It’s encouraging that I’ve seen recent usage of the term “cybertools.” I don’t know, unfortunately, who to credit for this coinage, but it has appeared in articles on National Security Agency hacking tools,[11] government technology for cybersecurity, [12] and use of AI and the Internet for military offensive efforts[13]. Considering technologies as “tools,” that can be wielded by anyone, military forces included, produces a better mental picture, one more likely to prompt understanding of the appropriate urgency.

A “place” connotes something with boundaries, and possibly with some organizing principles or shared expectations of behavior. “Tools,” in contrast, prompts an understanding that there are no inherent limits on their behavior other than those imposed by their designers and their users.[14]

The issues concern not just “cyberwarfare,” but also “information warfare” – a battle for dominance, or at least security and stability, among ideas and information. I’m grateful for a Lawfare article sent by a friend that described a “Jesuitical” debate within the Air Force in the 1990’s as to whether networked information technologies required a “cyber” strategy or an “information” strategy.[15] That is, should the military focus on the security of private information systems or the security of public information systems?

Hint: it's both, but the Air Force (and others) were slow to catch on to the latter strategy. Enemies, of course, also saw the potential for use of public information systems. And as that article notes, that is the topic of a recent book by Peter Singer and Emerson Brooking, who observed that “social media is being mobilized as an adjunct to kinetic combat.”[16]

To be sure, the article also notes military and political efforts aimed at disinformation and disruption of public opinion are not new. During the Revolutionary War, Benjamin Franklin created “fake news” intended to undermine British public support for colonial governance.[17] “Disinformation” campaigns are features of Cold War espionage, as well as fictitious treatments of espionage efforts.[18]

In the political context, the election between Thomas Jefferson and John Adams was peppered with scandalous and often false rumor-mongering in an attempt to win a battle of information and ideas.[19] More recently, political operative Dick Tuck’s stunts – fake mimeos claiming candidate Barry Goldwater was upset at fluoride in his water – were a fairly benign form of political misinformation campaign, but Tuck’s pushing of the envelope did play a role in encouraging others to take up more aggressive misinformation endeavors.[20]

These political efforts, like the Russian activity in the 2016 election, show the challenges of asymmetry in the information warfare area. It takes only one person to publish a false narrative that becomes widely spread and changes the collective opinion for the worse. As Churchill famously said, "a lie gets halfway around the world before the truth has a chance to get its pants on.

(Stated goal a) List every line of the entries that contains the word "hand".

(Input)
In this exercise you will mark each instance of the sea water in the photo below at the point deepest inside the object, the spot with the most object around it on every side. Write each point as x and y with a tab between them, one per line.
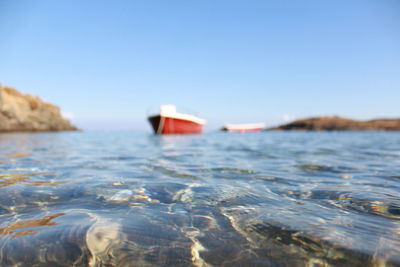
217	199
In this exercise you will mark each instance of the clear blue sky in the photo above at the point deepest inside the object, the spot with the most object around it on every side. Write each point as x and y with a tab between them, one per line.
108	62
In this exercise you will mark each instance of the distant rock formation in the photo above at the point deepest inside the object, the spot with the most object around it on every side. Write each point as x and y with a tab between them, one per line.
341	124
23	112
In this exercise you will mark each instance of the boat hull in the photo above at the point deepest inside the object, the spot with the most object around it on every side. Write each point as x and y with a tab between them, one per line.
168	125
253	130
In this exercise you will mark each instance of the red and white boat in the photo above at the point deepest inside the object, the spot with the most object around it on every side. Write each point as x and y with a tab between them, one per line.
168	121
243	128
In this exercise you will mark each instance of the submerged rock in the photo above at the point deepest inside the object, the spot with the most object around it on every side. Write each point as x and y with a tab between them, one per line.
334	123
23	112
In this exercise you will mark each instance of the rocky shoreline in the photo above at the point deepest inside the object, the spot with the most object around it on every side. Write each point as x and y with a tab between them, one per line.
26	113
334	123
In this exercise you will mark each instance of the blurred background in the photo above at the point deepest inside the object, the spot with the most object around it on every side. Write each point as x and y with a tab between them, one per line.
107	63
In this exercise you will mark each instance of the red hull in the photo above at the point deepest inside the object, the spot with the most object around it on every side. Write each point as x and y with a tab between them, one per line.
166	125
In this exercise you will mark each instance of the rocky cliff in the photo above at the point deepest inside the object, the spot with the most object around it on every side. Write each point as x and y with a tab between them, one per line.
341	124
23	112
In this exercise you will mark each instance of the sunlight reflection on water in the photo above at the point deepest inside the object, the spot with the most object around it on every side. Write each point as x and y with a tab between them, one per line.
271	198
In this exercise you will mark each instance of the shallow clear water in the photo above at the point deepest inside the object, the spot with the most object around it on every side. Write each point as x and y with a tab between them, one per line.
217	199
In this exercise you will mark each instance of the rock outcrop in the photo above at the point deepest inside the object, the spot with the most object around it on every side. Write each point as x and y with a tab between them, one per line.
23	112
341	124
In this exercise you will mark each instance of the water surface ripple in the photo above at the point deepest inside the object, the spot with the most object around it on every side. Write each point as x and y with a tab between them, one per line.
217	199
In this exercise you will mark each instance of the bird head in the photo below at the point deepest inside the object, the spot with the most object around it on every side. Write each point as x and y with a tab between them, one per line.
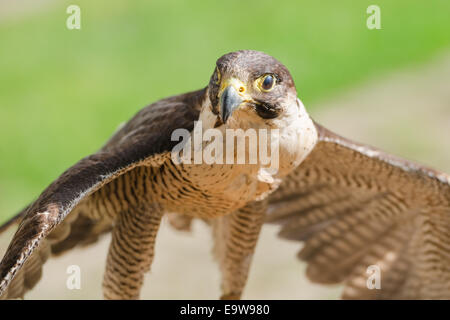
251	89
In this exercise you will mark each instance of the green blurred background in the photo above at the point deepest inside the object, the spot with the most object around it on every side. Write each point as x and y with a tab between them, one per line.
63	92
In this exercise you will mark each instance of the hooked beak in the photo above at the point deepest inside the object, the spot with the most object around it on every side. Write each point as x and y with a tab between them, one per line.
228	102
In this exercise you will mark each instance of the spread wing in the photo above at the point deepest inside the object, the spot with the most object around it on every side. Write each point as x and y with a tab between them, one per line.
145	140
362	213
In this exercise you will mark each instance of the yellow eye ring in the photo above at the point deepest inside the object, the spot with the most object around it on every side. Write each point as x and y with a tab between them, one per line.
266	82
219	76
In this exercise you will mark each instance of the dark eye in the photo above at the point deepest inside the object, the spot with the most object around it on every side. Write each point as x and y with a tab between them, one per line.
266	82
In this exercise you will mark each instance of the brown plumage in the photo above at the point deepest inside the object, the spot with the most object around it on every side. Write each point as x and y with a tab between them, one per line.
352	205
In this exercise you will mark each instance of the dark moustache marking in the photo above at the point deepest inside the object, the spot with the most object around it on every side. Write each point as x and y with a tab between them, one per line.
266	111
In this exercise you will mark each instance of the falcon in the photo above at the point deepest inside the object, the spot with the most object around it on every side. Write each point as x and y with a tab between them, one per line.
352	206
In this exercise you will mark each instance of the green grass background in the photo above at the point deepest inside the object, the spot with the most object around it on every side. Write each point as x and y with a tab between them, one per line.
62	93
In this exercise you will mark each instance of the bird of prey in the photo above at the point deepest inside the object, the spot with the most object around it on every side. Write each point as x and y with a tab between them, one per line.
352	206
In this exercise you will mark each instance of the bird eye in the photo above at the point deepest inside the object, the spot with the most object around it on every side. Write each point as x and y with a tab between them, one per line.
217	76
266	82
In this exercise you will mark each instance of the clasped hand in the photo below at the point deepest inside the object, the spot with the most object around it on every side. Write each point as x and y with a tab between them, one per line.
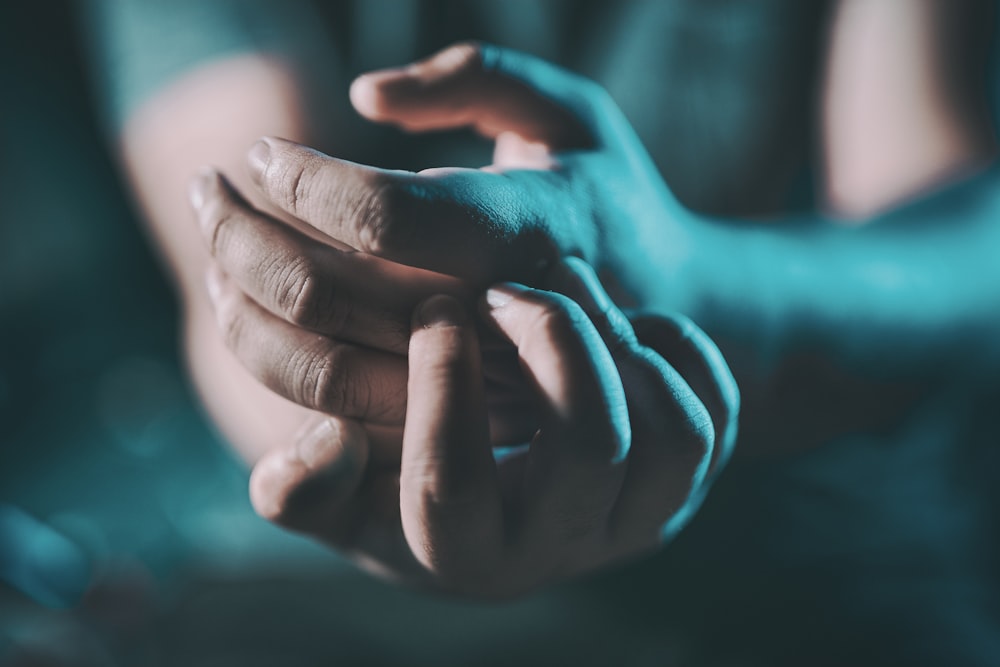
625	421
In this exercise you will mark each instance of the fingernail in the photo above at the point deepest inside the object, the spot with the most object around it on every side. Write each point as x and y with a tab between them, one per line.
441	310
258	158
500	295
213	283
200	185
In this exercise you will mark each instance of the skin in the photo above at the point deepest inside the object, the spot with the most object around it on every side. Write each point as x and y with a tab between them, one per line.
479	226
626	447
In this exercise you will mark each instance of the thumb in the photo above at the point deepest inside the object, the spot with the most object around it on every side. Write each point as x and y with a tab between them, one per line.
491	89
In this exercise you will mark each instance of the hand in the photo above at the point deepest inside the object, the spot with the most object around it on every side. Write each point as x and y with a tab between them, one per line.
569	177
537	200
630	436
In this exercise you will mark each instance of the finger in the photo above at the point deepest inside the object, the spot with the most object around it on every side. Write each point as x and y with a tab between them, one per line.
673	432
491	89
323	486
697	358
449	496
344	295
306	368
464	222
302	486
576	461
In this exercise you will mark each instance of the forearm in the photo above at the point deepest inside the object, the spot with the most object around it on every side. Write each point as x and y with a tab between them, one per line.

(Stated goal b)
Answer these questions from the excerpt on cybertools and information warfare:
(i) Which branch of the military held a 1990s debate over whether networked information technologies required a "cyber" strategy or an "information" strategy?
(ii) What did Benjamin Franklin create during the Revolutionary War, and for what purpose?
(iii) What did Dick Tuck's fake mimeos claim about Barry Goldwater?

(Written response a)
In this exercise you will mark each instance of the clasped hand in the photo below at the point deepest inside the object, the spot with the most object around it on every side. Write each point as x and y with a tab between them, one per line.
In this exercise you will mark each instance of the hand in the photo above at the point deepest inside the object, the spot with the most object around it on every side. Write each point as x and y with a tab between them, one per line.

(Written response b)
(i) The Air Force.
(ii) He created "fake news" intended to undermine British public support for colonial governance.
(iii) They claimed Goldwater was upset at fluoride in his water.